** Source extract follows **

While some intestinal permeability is a normally occurring phenomenon recognized by mainstream science, claims for the existence of leaky gut syndrome (LGS) are mostly made by practitioners of alternative medicine. These supporters say that undigested food particles can pass through the “leaky” bowel wall and into the rest of body, leading to a large number of conditions ranging from obesity, migraines to autism. LGS is said to have symptoms including bloating, gas, cramps, food sensitivities, and aches and pains. Little is known about other causes of leaky gut that aren’t linked to certain types of drugs, radiation therapy, or food allergies.
LGS remains a controversial topic among physicians and gastrointestinal scientists, they often doubt whether it is even a true science. The skepticism is understandable given the sometimes hard to sustain claims of disease attributed to LGS from multiple sclerosis to chronic fatigue syndrome and irritable bowel syndrome with little evidences other than some anecdotal evidences to support its validity. Given the only solid evidence of proven diseases experience “leaky gut” are patients with celiac disease and Crohn’s disease. Whether hyperpermeability is more of a contributing factor or a consequence is unclear. Why or how this would happen in someone without those conditions is still not certain.

** End of Source extract **

:: Prompt A ::
Return the stretch of the leaky gut passage from "While some intestinal" through "or food allergies.".
:: Prompt B ::
Answer these questions from the leaky gut passage:
(i) Who mostly makes the claims that leaky gut syndrome exists?
(ii) What symptoms is leaky gut syndrome said to have?
(iii) Which two diseases are named as the only solid evidence of proven diseases that experience "leaky gut"?
:: Prompt C ::
Render this sentence from the leaky gut passage in Spanish: "Whether hyperpermeability is more of a contributing factor or a consequence is unclear."
Rely only on the leaky gut passage.

** Data provided follows **

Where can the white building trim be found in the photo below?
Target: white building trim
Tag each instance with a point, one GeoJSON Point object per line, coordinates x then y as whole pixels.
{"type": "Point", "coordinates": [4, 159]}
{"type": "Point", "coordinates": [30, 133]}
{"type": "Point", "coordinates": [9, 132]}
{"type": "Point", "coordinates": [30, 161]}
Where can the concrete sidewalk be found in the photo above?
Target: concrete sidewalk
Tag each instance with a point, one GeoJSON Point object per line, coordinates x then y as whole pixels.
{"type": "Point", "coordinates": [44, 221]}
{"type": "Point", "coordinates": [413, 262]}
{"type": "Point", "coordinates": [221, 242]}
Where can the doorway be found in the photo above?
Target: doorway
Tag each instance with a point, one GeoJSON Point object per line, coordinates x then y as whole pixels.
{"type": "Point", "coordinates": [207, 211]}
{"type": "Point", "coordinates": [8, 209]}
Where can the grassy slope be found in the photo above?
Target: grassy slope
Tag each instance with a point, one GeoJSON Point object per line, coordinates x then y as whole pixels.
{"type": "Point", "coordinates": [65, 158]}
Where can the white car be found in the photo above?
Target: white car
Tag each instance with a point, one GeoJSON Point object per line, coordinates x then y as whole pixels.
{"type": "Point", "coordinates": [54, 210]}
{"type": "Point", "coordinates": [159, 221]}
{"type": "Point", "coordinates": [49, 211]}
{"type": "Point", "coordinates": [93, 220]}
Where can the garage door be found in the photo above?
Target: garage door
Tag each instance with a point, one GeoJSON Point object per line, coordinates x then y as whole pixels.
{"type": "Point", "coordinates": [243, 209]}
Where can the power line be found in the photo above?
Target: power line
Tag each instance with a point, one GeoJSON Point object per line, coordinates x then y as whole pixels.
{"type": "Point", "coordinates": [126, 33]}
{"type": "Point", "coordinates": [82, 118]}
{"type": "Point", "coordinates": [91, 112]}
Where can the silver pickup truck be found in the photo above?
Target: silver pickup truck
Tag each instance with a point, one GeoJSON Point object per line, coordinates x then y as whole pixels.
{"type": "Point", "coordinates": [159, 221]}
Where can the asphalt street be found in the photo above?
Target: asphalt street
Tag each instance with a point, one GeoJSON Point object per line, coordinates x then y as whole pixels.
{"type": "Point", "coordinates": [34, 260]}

** End of Data provided **

:: Task response A ::
While some intestinal permeability is a normally occurring phenomenon recognized by mainstream science, claims for the existence of leaky gut syndrome (LGS) are mostly made by practitioners of alternative medicine. These supporters say that undigested food particles can pass through the “leaky” bowel wall and into the rest of body, leading to a large number of conditions ranging from obesity, migraines to autism. LGS is said to have symptoms including bloating, gas, cramps, food sensitivities, and aches and pains. Little is known about other causes of leaky gut that aren’t linked to certain types of drugs, radiation therapy, or food allergies.

:: Task response B ::
(i) Practitioners of alternative medicine.
(ii) Bloating, gas, cramps, food sensitivities, and aches and pains.
(iii) Celiac disease and Crohn's disease.

:: Task response C ::
No está claro si la hiperpermeabilidad es más un factor contribuyente o una consecuencia.